* [Information provided]:
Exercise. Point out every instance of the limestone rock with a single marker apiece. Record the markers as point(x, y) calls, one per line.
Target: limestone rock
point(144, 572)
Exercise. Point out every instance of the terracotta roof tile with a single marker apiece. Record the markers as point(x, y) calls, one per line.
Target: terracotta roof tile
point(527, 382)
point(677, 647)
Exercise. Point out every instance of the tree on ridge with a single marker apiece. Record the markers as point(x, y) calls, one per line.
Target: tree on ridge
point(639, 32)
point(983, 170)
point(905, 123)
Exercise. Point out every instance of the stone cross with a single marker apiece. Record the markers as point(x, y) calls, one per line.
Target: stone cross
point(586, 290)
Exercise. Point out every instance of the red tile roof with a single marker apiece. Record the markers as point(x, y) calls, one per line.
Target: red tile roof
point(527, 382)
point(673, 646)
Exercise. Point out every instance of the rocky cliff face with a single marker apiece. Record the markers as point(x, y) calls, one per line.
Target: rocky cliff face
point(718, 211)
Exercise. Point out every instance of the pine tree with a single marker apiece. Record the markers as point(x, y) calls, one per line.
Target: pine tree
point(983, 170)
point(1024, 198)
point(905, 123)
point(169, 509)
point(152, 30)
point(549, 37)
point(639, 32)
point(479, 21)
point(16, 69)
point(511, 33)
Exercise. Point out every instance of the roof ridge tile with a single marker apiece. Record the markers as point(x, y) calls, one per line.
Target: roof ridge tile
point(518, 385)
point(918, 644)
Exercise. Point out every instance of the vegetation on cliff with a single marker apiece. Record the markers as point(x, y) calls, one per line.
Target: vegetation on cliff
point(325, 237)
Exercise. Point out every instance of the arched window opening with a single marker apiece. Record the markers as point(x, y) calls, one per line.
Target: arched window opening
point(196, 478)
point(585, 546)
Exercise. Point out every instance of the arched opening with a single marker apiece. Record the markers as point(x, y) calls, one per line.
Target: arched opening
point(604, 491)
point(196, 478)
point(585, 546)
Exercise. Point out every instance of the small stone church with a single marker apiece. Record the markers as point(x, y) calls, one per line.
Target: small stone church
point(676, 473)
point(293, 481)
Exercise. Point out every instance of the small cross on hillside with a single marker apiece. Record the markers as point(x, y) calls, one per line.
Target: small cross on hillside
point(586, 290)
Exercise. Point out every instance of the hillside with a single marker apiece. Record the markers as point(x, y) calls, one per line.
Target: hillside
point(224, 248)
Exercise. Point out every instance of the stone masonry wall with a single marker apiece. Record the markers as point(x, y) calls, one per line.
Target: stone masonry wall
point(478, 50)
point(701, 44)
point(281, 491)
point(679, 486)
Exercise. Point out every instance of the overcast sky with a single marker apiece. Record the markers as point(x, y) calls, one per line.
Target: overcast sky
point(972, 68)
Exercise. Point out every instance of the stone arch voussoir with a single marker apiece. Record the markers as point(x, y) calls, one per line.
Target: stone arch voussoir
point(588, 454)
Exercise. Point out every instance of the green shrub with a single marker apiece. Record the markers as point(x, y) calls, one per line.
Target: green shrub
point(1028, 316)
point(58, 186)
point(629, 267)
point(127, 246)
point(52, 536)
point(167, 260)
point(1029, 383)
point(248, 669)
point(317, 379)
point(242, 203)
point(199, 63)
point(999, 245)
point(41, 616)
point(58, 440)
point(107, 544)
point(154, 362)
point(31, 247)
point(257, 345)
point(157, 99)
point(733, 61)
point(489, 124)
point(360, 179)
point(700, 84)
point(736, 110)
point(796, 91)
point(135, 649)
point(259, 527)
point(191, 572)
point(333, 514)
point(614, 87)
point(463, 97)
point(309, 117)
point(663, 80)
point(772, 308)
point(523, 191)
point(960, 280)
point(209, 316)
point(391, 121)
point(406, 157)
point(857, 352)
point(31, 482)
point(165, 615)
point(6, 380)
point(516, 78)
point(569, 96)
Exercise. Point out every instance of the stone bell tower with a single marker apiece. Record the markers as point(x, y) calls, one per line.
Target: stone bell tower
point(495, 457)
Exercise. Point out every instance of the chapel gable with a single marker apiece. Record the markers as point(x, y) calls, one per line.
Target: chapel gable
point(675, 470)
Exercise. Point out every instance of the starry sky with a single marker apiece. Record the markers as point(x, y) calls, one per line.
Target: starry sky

* [What is being asked]: Reproduce the listing above verbatim, from first line to last.

* [Solution for this exercise]:
Exercise. Point out every instance of the limestone rock with a single marker apiece. Record the markers as point(x, y) calls, one per line.
Target: limestone rock
point(144, 572)
Exercise. Point out every instance of the terracotta roof tile with a single marker apiece. Record the markers as point(x, y) calls, one per line.
Target: terracotta roof tile
point(527, 382)
point(677, 647)
Exercise. Point out every instance of the tree on ridge with a single marker apiece. Record the markers as point(x, y) calls, one per line.
Target: tree on ridge
point(639, 32)
point(983, 170)
point(905, 123)
Exercise. Point out every instance of the stone cross with a single marker apiece. Record the markers as point(x, y) calls, one per line.
Target: stone cross
point(586, 290)
Exercise. Point out every instance of the red tile roof with a single marker apiece. Record the markers as point(x, y) calls, one per line.
Target: red tile roof
point(527, 382)
point(673, 646)
Exercise. Point out every instance of the rocky cliff face with a single marker apiece. Record the markers as point(x, y) calls, one per line.
Target: rocky cliff face
point(718, 211)
Exercise. Point out every instance of the pine tree with a single marker apiece. Record the markers as point(x, y) calls, one per line.
Target: pine tree
point(983, 170)
point(1024, 198)
point(905, 123)
point(169, 509)
point(152, 30)
point(549, 37)
point(639, 32)
point(479, 21)
point(16, 69)
point(511, 33)
Exercise. Point out every instance of the roof ridge tile with a single marker apiece. Record the markers as point(x, y) calls, one per line.
Target: roof ridge tile
point(518, 385)
point(918, 644)
Exercise. Point out every instance of the vegetation on cliff with a single marker apiece. Record the markers as point(x, y) calls, one per line.
Target: vegetation on cliff
point(325, 237)
Exercise. Point out every instance of the arched window opening with a single marker apiece. Record the markers as point(x, y) calls, one per line.
Target: arched window opening
point(196, 478)
point(585, 546)
Exercise. Point out every instance of the arched opening with a single marker apiece. Record the markers as point(x, y) calls, one per line.
Target: arched opening
point(604, 491)
point(196, 478)
point(585, 546)
Exercise. Point out every instance of the small stone church with a single marker apiece. Record the markers as point(x, y) calls, one per line.
Target: small stone church
point(676, 473)
point(293, 481)
Exercise. Point out every instance of the small cross on hillside with a single marker apiece. Record the markers as point(x, y) calls, one per line.
Target: small cross on hillside
point(586, 290)
Exercise. Point out every instance of the hillside with a single marker apiece. Record the markers as point(x, y) calls, one per line.
Target: hillside
point(224, 248)
Exercise. Point out every instance of the stone masonry wall with a single marker apiece. Record the markers as point(x, y) calls, one per line.
Target: stone masonry wall
point(478, 50)
point(701, 44)
point(281, 491)
point(679, 486)
Exercise. Point out every instance of the overcast sky with a single marker apiece. Record the markers as point(x, y) calls, one per line.
Target: overcast sky
point(972, 68)
Exercise. Point out every instance of the stone arch voussoir with a single marker apiece. Record the markers as point(x, y) calls, one per line.
Target: stone arch voussoir
point(588, 454)
Exercise. Point out every instance of the green shrub with a single marker apiece. Record the markers as point(x, y) calls, one per line.
Target: green shrub
point(1028, 316)
point(58, 186)
point(629, 267)
point(127, 246)
point(52, 536)
point(167, 260)
point(1029, 383)
point(248, 669)
point(317, 379)
point(242, 203)
point(199, 63)
point(999, 245)
point(41, 616)
point(58, 440)
point(107, 544)
point(154, 362)
point(31, 247)
point(257, 345)
point(157, 99)
point(733, 61)
point(489, 124)
point(360, 179)
point(700, 84)
point(736, 110)
point(796, 91)
point(135, 649)
point(259, 527)
point(191, 572)
point(333, 514)
point(614, 87)
point(463, 97)
point(309, 117)
point(663, 80)
point(772, 308)
point(523, 191)
point(960, 280)
point(209, 316)
point(391, 121)
point(406, 157)
point(857, 352)
point(31, 482)
point(165, 615)
point(6, 380)
point(516, 78)
point(569, 96)
Exercise. Point out every instance of the stone bell tower with a single marker apiece. Record the markers as point(x, y) calls, one per line.
Target: stone bell tower
point(495, 457)
Exercise. Point out every instance of the chapel gable with a single marker apiece. Record the markers as point(x, y) calls, one per line.
Target: chapel gable
point(675, 470)
Exercise. Point out every instance of the starry sky with a single marker apiece. Record the markers as point(x, y) calls, one per line.
Target: starry sky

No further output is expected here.